(Point-per-instance localization data)

- - - - -

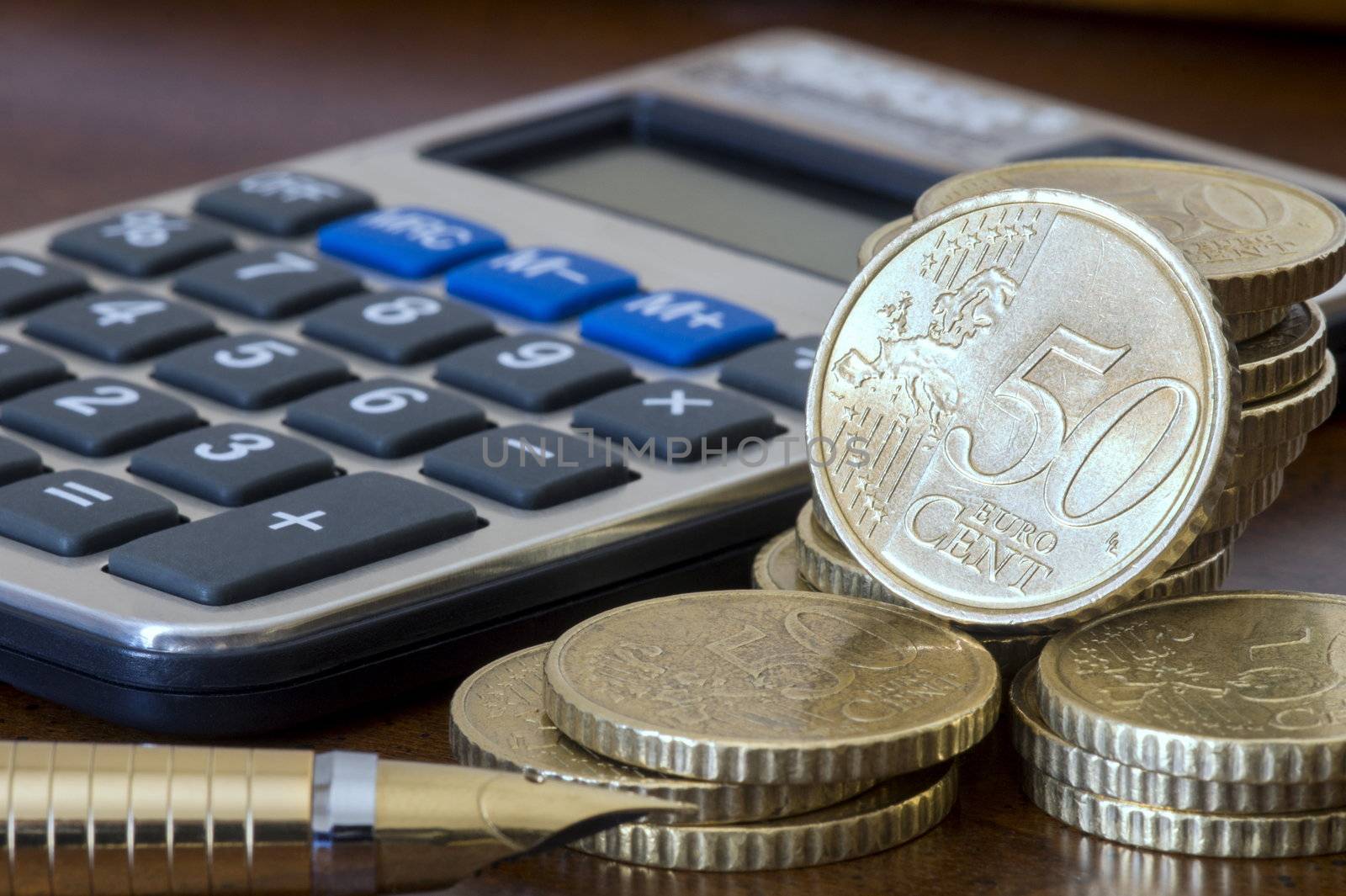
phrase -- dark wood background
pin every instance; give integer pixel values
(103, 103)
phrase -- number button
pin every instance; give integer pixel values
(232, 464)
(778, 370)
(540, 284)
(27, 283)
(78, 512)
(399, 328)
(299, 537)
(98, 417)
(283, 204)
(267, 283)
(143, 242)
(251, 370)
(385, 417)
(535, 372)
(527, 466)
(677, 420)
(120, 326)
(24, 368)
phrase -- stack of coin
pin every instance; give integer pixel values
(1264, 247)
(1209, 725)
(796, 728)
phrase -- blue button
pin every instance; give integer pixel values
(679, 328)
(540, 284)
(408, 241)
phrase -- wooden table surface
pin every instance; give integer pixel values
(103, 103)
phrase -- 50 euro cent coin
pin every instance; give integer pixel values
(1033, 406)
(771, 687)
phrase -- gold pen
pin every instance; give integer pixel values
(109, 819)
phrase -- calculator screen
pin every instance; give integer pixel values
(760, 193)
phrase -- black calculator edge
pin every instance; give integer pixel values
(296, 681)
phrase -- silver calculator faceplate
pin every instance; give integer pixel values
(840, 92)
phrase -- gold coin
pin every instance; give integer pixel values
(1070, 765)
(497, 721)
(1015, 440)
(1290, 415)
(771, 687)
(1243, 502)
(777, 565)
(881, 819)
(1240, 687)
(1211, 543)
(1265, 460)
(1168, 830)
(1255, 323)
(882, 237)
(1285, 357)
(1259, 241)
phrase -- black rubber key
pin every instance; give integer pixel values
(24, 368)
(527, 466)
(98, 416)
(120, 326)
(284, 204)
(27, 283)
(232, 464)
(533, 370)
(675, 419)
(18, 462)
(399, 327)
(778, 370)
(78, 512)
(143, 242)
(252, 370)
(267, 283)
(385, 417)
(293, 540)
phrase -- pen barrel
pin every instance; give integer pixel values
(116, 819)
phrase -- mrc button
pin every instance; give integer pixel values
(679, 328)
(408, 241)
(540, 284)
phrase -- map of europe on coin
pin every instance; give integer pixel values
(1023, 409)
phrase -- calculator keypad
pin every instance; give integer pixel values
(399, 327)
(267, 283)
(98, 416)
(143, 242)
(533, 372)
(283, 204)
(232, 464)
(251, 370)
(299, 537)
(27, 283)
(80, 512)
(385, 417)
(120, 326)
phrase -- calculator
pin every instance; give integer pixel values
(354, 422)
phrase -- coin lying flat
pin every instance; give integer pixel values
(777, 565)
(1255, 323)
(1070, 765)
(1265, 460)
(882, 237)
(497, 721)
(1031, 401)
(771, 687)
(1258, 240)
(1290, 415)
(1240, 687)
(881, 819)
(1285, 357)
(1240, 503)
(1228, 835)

- - - - -

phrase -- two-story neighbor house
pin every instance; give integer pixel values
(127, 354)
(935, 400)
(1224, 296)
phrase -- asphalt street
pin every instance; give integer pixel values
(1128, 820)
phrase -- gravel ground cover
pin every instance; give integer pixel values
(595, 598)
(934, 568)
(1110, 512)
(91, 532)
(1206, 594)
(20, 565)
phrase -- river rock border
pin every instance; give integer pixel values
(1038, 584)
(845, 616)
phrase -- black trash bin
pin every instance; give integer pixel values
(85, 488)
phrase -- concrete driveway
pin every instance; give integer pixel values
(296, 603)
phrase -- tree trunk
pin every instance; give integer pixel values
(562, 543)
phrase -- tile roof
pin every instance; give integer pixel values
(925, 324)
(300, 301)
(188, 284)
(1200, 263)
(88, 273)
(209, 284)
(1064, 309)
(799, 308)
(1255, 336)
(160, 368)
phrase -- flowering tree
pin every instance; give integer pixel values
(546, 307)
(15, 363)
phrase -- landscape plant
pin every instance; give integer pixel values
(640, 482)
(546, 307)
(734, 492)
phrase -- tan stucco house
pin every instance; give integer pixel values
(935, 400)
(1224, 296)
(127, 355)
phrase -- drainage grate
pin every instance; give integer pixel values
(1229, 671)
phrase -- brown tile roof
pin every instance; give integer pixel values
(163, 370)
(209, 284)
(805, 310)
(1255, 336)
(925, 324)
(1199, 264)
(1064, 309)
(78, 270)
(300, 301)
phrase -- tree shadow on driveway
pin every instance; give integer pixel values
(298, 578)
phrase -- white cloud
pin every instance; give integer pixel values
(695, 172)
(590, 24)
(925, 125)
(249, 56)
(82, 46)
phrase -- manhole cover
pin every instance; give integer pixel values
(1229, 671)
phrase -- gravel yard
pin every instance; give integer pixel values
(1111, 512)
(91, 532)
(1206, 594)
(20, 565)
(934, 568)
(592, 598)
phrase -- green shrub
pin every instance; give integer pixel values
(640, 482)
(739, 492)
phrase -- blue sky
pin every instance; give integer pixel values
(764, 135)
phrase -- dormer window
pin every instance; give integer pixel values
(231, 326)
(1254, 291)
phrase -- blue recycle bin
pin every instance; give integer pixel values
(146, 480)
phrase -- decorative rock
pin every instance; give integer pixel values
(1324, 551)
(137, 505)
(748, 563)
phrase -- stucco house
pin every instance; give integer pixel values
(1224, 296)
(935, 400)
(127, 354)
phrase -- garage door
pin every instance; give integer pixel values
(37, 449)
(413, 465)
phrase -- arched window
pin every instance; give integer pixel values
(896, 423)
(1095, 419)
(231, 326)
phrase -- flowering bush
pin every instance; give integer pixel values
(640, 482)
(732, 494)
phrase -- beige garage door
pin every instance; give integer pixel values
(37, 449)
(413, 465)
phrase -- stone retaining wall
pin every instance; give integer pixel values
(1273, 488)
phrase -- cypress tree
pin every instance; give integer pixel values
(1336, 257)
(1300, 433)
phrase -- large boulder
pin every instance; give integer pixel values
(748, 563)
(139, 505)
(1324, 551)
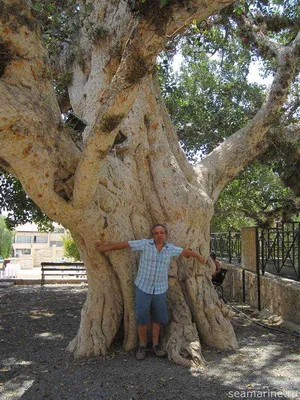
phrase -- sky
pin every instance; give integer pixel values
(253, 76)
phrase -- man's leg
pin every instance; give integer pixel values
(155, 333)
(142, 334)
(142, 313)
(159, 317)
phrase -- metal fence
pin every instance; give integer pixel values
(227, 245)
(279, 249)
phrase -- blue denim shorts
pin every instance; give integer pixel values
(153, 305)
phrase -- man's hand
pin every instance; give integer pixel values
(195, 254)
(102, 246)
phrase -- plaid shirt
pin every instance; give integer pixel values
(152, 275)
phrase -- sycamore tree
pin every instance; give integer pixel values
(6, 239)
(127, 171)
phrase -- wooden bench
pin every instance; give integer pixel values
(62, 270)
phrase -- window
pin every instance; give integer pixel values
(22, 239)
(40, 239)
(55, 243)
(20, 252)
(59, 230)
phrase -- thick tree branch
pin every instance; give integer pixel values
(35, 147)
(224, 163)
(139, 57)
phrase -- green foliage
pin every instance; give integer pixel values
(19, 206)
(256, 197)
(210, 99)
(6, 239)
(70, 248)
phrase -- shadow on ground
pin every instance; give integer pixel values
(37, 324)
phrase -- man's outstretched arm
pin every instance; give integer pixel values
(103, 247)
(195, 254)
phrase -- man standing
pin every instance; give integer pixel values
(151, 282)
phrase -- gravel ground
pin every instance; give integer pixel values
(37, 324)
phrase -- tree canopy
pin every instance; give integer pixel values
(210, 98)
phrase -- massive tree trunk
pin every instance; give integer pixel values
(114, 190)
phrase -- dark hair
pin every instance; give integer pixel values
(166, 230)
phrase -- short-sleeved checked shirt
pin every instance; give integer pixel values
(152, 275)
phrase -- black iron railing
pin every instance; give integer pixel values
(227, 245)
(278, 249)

- - - - -

* **Instructions for the task**
Please reproduce, exactly as they appear above, the lines from the line containing "phrase -- dark wood background" up to and including the line containing "phrase -- black rubber key".

* **Worked solution**
phrase -- dark wood background
pin every instance; give integer pixel values
(103, 103)
phrase -- number button
pin every instance; give integer pixel values
(232, 464)
(778, 370)
(540, 284)
(27, 283)
(78, 512)
(399, 328)
(299, 537)
(98, 417)
(283, 204)
(267, 283)
(143, 242)
(251, 370)
(385, 417)
(535, 372)
(527, 466)
(677, 420)
(120, 326)
(24, 368)
phrase -- stack of coin
pin every instance; give integer pixel values
(1264, 247)
(1209, 725)
(796, 728)
phrase -- blue button
pin every instance; give integer pixel values
(679, 328)
(540, 284)
(408, 241)
phrase -- wooden table surface
pin every instance; give integer pixel values
(103, 103)
phrase -- 50 euro cent coin
pin every instance; give integer pixel values
(1033, 406)
(771, 687)
phrase -- gold pen
pin every instance; give integer pixel values
(109, 819)
phrase -- calculator screen
pin every instance; give integer pixel values
(760, 193)
phrase -- black calculator edge
pin every instance; give integer pixel values
(296, 681)
phrase -- silver calculator faceplate
pin every instance; give integer pixel values
(840, 92)
phrase -- gold coin
pin every instance; give integer pixel values
(1070, 765)
(497, 721)
(1015, 440)
(1290, 415)
(771, 687)
(1243, 502)
(777, 565)
(881, 819)
(1240, 687)
(1211, 543)
(1265, 460)
(1168, 830)
(1255, 323)
(882, 237)
(1285, 357)
(1259, 241)
phrase -- black rubber key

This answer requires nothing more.